● **WHAT YOU HAVE TO DO**: Reproduce each of the following lines word for word.

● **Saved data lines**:
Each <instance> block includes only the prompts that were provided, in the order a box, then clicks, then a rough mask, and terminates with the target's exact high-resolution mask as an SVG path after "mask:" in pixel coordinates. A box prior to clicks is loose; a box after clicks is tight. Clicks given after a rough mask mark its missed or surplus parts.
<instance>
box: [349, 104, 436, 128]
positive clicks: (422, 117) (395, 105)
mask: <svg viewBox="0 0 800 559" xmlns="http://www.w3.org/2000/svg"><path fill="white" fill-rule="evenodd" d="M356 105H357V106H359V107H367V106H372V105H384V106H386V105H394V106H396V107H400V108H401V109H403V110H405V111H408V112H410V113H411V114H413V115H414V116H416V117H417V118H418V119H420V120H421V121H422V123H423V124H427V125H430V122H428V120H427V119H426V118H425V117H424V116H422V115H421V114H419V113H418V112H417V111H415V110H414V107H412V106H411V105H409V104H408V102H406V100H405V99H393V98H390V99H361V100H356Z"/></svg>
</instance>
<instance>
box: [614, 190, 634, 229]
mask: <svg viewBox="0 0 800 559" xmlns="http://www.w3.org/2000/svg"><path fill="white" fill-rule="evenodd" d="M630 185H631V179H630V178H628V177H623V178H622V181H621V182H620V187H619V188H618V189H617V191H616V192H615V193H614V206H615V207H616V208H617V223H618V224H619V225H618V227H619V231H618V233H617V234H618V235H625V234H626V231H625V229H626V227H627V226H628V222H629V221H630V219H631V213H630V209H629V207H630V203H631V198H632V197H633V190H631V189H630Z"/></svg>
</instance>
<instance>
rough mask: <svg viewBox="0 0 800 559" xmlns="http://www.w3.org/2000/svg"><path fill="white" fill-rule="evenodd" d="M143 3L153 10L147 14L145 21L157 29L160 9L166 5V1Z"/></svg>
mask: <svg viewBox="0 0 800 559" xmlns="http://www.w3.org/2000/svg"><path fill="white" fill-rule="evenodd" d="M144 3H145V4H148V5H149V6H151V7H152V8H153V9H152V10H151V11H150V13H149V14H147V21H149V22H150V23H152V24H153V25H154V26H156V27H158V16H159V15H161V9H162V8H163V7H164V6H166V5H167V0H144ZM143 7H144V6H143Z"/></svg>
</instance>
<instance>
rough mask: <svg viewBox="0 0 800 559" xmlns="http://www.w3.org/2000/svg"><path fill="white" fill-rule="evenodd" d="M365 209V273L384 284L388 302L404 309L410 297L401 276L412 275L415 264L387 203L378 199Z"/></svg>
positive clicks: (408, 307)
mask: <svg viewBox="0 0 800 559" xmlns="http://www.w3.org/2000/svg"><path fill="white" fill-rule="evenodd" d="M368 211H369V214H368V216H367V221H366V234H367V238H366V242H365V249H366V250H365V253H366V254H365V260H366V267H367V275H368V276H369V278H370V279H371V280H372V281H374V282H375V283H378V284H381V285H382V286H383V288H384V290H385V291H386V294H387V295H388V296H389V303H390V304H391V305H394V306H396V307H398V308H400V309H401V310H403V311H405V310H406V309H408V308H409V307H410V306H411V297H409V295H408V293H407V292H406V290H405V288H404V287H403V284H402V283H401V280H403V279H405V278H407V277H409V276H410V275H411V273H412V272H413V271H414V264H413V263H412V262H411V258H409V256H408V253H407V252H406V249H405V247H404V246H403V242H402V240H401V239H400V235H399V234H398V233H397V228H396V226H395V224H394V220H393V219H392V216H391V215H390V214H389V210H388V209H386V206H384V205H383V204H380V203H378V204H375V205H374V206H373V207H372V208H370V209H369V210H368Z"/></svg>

● **WRITTEN REPLY**:
Each <instance> block includes only the prompts that were provided, in the order a box, then clicks, then a rough mask, and terminates with the target's exact high-resolution mask as an SVG path after "mask:" in pixel coordinates. A box prior to clicks is loose; a box after clicks is tight. Clicks given after a rough mask mark its missed or surplus parts.
<instance>
box: [349, 104, 436, 128]
positive clicks: (422, 117) (395, 105)
mask: <svg viewBox="0 0 800 559" xmlns="http://www.w3.org/2000/svg"><path fill="white" fill-rule="evenodd" d="M356 105H357V106H359V107H367V106H372V105H384V106H386V105H394V106H396V107H400V108H401V109H403V110H405V111H408V112H410V113H411V114H413V115H414V116H416V117H417V118H418V119H420V120H421V121H422V123H423V124H427V125H430V122H428V120H427V119H426V118H425V117H424V116H422V115H421V114H419V113H418V112H417V111H415V110H414V107H412V106H411V105H409V104H408V102H406V100H405V99H393V98H390V99H361V100H356Z"/></svg>
</instance>
<instance>
box: [614, 190, 634, 229]
mask: <svg viewBox="0 0 800 559" xmlns="http://www.w3.org/2000/svg"><path fill="white" fill-rule="evenodd" d="M630 185H631V179H630V178H628V177H623V178H622V181H621V182H620V187H619V188H618V189H617V191H616V192H615V193H614V206H615V207H616V208H617V223H618V224H619V225H618V227H619V231H618V233H617V234H618V235H625V234H626V231H625V229H626V227H627V226H628V222H629V221H630V219H631V213H630V209H629V207H630V203H631V198H632V197H633V190H631V189H630Z"/></svg>
</instance>
<instance>
rough mask: <svg viewBox="0 0 800 559" xmlns="http://www.w3.org/2000/svg"><path fill="white" fill-rule="evenodd" d="M143 3L153 10L147 14L145 21L157 29L160 9L166 5V1Z"/></svg>
mask: <svg viewBox="0 0 800 559" xmlns="http://www.w3.org/2000/svg"><path fill="white" fill-rule="evenodd" d="M144 3H145V4H148V5H149V6H151V7H152V8H153V9H152V10H151V11H150V13H149V14H147V21H149V22H150V23H152V24H153V25H154V26H156V27H158V16H159V15H161V9H162V8H163V7H164V6H166V5H167V0H144ZM143 7H144V6H143Z"/></svg>
</instance>
<instance>
rough mask: <svg viewBox="0 0 800 559" xmlns="http://www.w3.org/2000/svg"><path fill="white" fill-rule="evenodd" d="M365 209V273L384 284L388 302L404 309L410 297L401 276L412 275L415 264L387 203L378 199Z"/></svg>
positive clicks: (408, 307)
mask: <svg viewBox="0 0 800 559" xmlns="http://www.w3.org/2000/svg"><path fill="white" fill-rule="evenodd" d="M368 211H369V214H368V216H367V221H366V234H367V238H366V242H365V249H366V250H365V253H366V254H365V260H366V267H367V275H368V276H369V278H370V279H371V280H372V281H374V282H375V283H378V284H381V285H382V286H383V288H384V290H385V291H386V294H387V295H388V296H389V303H390V304H391V305H394V306H396V307H398V308H400V309H401V310H403V311H405V310H406V309H408V308H409V307H410V306H411V297H409V295H408V293H407V292H406V290H405V288H404V287H403V284H402V283H401V280H403V279H405V278H407V277H409V276H410V275H411V273H412V272H413V271H414V264H413V263H412V262H411V258H409V256H408V253H407V252H406V249H405V247H404V246H403V242H402V240H401V239H400V235H399V234H398V233H397V228H396V226H395V224H394V220H393V219H392V216H391V215H390V214H389V210H388V209H386V206H384V205H383V204H380V203H378V204H375V205H374V206H373V207H372V208H370V209H369V210H368Z"/></svg>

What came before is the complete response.